Written problem: Starting with the line that contains "Indicate every instance of the player's raised", reproduce each line through the end of the entries exactly as written.

>> start Given data

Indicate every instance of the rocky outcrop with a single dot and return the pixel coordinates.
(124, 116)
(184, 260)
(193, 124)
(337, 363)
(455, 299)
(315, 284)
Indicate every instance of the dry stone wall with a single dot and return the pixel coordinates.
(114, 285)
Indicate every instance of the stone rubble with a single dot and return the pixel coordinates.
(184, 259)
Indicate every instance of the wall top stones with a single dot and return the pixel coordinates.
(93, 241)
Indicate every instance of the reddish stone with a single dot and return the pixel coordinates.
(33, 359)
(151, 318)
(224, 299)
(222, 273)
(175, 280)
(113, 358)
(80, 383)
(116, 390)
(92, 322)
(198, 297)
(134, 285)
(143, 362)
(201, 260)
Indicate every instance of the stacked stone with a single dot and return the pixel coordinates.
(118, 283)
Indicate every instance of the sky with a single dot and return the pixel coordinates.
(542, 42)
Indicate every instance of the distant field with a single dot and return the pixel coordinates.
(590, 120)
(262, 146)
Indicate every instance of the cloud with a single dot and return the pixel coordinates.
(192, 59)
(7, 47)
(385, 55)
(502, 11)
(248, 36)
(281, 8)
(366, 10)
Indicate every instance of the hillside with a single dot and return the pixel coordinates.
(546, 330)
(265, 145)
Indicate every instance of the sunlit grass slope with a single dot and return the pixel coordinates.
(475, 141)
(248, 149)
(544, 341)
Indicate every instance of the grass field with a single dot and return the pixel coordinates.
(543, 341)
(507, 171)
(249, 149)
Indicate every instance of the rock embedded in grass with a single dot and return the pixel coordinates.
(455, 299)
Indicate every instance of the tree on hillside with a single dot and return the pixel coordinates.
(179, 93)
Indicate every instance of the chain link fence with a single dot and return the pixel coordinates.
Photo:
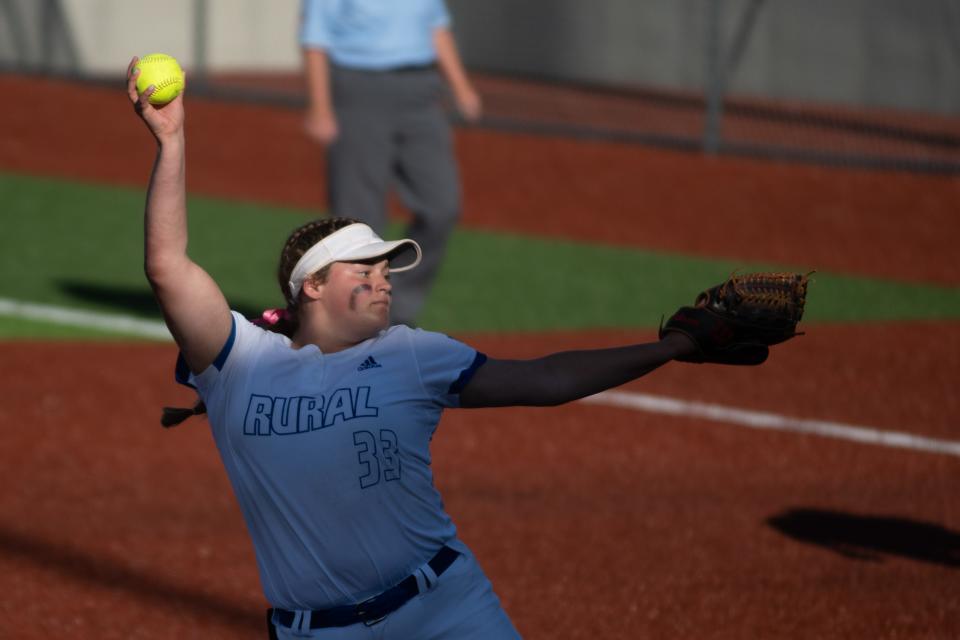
(866, 83)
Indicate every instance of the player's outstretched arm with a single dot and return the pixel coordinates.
(193, 307)
(568, 375)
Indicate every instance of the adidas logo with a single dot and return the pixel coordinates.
(369, 363)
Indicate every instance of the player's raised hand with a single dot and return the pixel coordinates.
(166, 121)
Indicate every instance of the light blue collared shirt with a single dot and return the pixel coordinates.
(373, 34)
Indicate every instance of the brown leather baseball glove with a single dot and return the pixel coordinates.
(737, 321)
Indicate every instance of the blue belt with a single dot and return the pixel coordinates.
(374, 609)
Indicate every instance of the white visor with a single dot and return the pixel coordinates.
(350, 244)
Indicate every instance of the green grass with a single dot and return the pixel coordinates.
(80, 246)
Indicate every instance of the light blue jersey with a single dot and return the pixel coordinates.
(329, 456)
(373, 34)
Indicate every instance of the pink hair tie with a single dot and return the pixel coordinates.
(271, 317)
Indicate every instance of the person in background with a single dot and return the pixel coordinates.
(375, 74)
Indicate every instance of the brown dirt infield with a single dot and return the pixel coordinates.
(592, 522)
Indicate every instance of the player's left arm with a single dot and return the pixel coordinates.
(448, 58)
(567, 375)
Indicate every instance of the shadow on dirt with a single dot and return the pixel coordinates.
(103, 572)
(133, 300)
(870, 538)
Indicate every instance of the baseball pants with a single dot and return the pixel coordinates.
(394, 134)
(461, 605)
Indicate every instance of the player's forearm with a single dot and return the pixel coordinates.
(573, 375)
(448, 58)
(317, 71)
(165, 214)
(567, 376)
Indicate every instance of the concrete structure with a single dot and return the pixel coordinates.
(887, 53)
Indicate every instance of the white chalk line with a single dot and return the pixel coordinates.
(127, 325)
(772, 421)
(623, 399)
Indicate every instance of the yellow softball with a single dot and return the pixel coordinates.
(163, 72)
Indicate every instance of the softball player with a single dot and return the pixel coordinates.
(324, 417)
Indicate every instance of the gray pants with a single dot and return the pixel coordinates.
(393, 133)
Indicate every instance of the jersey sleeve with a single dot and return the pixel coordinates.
(315, 24)
(440, 15)
(239, 346)
(445, 365)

>> end Given data

Correct response:
Indicate every instance of the player's raised hand with a single dot and return the pixel coordinates.
(166, 121)
Indicate every instance of the light blue collared shirt with a single dot and return the pixel coordinates.
(373, 34)
Indicate every instance of the brown leather baseball glove with a single dot and return the pixel coordinates.
(737, 321)
Indicate every instance of the blue belt with a single dot and return the pixel coordinates.
(374, 609)
Indicate every instance of the white visor with a single dot and return the pixel coordinates.
(350, 244)
Indicate every instance of the green grass with a single dot and return the pixel coordinates.
(80, 246)
Indicate every instance of the light blue jersey with a single dot and return the pixel coordinates.
(329, 456)
(373, 34)
Indicate every instance of the pink hair tie with a single dot and return the pixel coordinates.
(271, 317)
Indicate every instance of the person in background with a single dot and return the pixel coordinates.
(375, 74)
Indicate every instance of the brown dirt infield with a single dot and return the pixel coordinates.
(592, 522)
Indicate every instance of the player's left arm with a single dot and return the pixel coordinates.
(448, 58)
(567, 375)
Indicate every instance of the shadow on dirt with a single dot and return the pixel coordinates.
(103, 572)
(133, 300)
(870, 538)
Indicate every instance of the baseball pants with a single dot and return the pixel coordinates.
(394, 134)
(461, 605)
Indicate every instance of the player's forearm with a single dot and return the pixel coordinates.
(573, 375)
(448, 58)
(317, 71)
(165, 214)
(567, 376)
Indicate every instance of the concrete structure with a single dot and return the pixel coordinates.
(887, 53)
Indicate every instance of the white chalk line with a single dot and return the pixel coordinates.
(127, 325)
(772, 421)
(623, 399)
Indicate every instance of the yellow softball with a single dot and return the pixel coordinates.
(163, 72)
Indicate every instance of the softball player with a single dot and return the pixel coordinates.
(324, 417)
Indicate every instance of the gray pants with a single dot and return the pixel coordinates.
(393, 133)
Indicate every instance of the jersey sleeve with a single dot and return the pixel coordinates.
(315, 24)
(440, 15)
(239, 346)
(445, 365)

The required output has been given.